Input data:
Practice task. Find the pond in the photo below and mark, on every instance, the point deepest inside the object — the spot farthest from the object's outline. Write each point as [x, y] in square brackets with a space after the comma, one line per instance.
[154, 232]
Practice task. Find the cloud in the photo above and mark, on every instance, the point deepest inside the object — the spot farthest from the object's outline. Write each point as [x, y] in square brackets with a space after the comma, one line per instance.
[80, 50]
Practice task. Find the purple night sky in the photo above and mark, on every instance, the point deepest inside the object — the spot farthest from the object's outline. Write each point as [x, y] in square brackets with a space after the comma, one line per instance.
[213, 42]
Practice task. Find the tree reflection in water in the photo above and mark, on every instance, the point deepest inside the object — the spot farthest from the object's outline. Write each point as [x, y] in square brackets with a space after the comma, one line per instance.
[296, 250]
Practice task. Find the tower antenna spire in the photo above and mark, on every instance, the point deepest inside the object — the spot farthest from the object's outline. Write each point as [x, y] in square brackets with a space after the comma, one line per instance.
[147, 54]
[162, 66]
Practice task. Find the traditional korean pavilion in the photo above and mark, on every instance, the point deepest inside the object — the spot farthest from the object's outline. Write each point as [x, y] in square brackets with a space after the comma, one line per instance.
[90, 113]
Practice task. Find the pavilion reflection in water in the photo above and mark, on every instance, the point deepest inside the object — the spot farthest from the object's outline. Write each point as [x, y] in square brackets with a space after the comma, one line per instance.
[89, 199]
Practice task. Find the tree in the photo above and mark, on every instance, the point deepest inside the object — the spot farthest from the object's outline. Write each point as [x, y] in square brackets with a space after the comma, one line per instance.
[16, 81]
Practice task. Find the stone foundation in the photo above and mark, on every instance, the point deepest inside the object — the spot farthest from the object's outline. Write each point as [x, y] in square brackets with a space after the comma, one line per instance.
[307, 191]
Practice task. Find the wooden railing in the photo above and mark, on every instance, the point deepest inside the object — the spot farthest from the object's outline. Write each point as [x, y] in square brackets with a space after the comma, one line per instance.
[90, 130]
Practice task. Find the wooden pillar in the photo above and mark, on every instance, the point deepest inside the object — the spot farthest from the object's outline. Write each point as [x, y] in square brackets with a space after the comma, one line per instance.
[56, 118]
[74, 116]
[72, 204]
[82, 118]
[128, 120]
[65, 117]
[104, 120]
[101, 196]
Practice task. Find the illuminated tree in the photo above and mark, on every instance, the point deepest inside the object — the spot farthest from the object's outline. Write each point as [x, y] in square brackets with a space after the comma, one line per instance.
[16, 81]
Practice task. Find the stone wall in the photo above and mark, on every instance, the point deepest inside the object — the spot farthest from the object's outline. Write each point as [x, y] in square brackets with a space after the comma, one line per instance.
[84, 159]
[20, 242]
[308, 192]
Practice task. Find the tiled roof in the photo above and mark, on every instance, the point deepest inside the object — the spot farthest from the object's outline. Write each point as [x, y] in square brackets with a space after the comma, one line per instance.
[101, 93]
...
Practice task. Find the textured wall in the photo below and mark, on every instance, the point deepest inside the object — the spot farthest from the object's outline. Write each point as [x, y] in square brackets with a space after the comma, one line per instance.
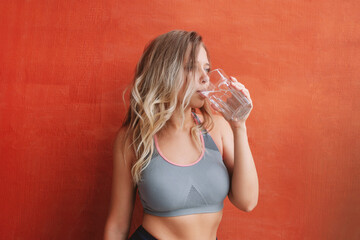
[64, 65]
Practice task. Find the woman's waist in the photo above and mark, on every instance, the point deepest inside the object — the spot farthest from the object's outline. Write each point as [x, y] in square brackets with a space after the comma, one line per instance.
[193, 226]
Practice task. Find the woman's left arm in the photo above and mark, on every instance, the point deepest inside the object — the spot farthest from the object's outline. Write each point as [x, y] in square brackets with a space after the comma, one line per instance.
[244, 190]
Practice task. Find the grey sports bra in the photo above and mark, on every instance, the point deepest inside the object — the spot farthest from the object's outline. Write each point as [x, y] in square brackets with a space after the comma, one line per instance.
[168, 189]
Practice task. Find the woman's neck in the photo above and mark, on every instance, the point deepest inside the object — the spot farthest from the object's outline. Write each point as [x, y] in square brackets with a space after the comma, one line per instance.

Your assignment:
For the listing above, print only the lines starting at the line containing "Practice task. Find the woman's left" and ending at the line containing "Practice task. Find the woman's neck", exactly, both included.

Written response:
Practice task. Find the woman's left arm in the photo above and mark, on every instance, the point deepest inside the object — the spot farthest from the object's outline. Write each point as [x, y] in square brackets with a space after the comma, one line per instance.
[244, 190]
Practice task. Find the grey sports bra in the photo above and mark, on every instance, the point deepest inside the object — the spot farthest from the object's outline. Write each point as [x, y] in square brackets with a space after the comma, one line per instance.
[168, 189]
Practice task. Find the woman's neck in the photo above and mark, on every instance, the point deepest inside the object — the spot farthest from the object's outline. Write each point as [x, y] in square brackets with a space after the comma, one line per instance.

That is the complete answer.